- Exercise instructions
Quote each line of the records below verbatim, without any alteration.

Start of Records for processing

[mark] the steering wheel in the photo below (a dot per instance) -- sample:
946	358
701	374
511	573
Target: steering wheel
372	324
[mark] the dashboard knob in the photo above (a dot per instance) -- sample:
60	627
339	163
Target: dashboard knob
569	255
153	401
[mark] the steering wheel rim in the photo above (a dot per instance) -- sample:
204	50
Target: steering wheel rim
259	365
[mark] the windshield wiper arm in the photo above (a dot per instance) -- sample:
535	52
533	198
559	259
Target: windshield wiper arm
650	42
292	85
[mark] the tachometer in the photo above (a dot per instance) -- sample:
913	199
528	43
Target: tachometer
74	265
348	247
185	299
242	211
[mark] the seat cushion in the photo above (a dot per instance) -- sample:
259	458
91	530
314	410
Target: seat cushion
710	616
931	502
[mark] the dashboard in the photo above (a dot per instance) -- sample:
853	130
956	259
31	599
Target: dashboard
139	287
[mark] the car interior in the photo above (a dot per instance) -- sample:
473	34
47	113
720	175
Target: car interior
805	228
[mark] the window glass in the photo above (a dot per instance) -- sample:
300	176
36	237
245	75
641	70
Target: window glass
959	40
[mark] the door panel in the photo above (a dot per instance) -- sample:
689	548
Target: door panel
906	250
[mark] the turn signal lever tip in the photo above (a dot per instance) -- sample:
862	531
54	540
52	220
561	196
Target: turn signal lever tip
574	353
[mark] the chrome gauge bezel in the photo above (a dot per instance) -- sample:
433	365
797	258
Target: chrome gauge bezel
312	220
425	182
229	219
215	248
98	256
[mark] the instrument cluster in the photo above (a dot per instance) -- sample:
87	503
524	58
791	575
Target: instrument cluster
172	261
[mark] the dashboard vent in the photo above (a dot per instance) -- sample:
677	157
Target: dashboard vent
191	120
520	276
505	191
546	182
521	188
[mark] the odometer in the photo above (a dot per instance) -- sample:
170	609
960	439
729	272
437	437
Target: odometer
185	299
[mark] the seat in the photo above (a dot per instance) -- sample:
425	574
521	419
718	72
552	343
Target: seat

End of Records for processing

- Response to this task
[mark] the steering wheel in the photo below (a dot per instance) -- sample:
946	358
701	374
511	573
Target: steering wheel
372	324
[mark] the dashboard knob in the photo above (a dot per instance) -- sample:
60	627
339	163
Target: dashboard knob
569	255
153	401
[mark] the steering wheel rim in the photo above (a dot per instance) -- sample:
204	50
Target: steering wheel rim
259	365
[mark] the windshield wiper arm in the photo above (a dot per instance) -- sample:
535	52
533	198
559	259
Target: windshield wiper arm
650	42
292	85
[mark] the tachometer in the photo above (a dot per instance) -- sample:
913	199
528	43
Target: tachometer
74	265
348	247
185	299
242	211
[mark] the seat cushion in the photo above (a dot per instance) -- sample:
259	458
91	530
314	410
Target: seat cushion
710	616
931	502
[mark] the dashboard in the photo above (a dot per instance) -- sample:
853	130
956	259
31	599
Target: dashboard
139	287
[mark] the car interior in the photo above (a dot per instance) -- sample:
473	34
47	113
720	175
Target: car interior
805	228
[mark] the window glass in the photo above (a dot per instance) -- sample:
300	176
36	237
245	75
641	70
Target: window glass
959	40
[mark] the door panel in the photo above (a dot per instance) -- sample:
689	548
Target: door panel
906	250
[mark] the turn signal lever tip in the photo above (a dot per instance) -- sample:
862	531
54	540
52	220
561	196
Target: turn signal lever tip
574	353
[mark] the chrome gauge bezel in the photo above (a dot per instance) -- sample:
433	365
797	258
Target: chrome gauge bezel
312	220
425	182
229	219
215	248
98	256
[mark] the instrument cluster in the photo above (a dot per instance) -- sample:
87	503
524	58
791	575
Target: instrument cluster
172	261
[mark] the dashboard vent in the photo above (a dot per instance) -- sample:
677	157
Target: dashboard vent
191	120
520	276
505	191
546	182
521	188
[mark] the odometer in the photo above (a dot per instance) -- sample:
170	609
960	439
729	272
437	437
Target: odometer
185	299
[mark] the seat in the photo above (a dot per instance) -- sample:
425	574
521	419
718	72
552	343
Target: seat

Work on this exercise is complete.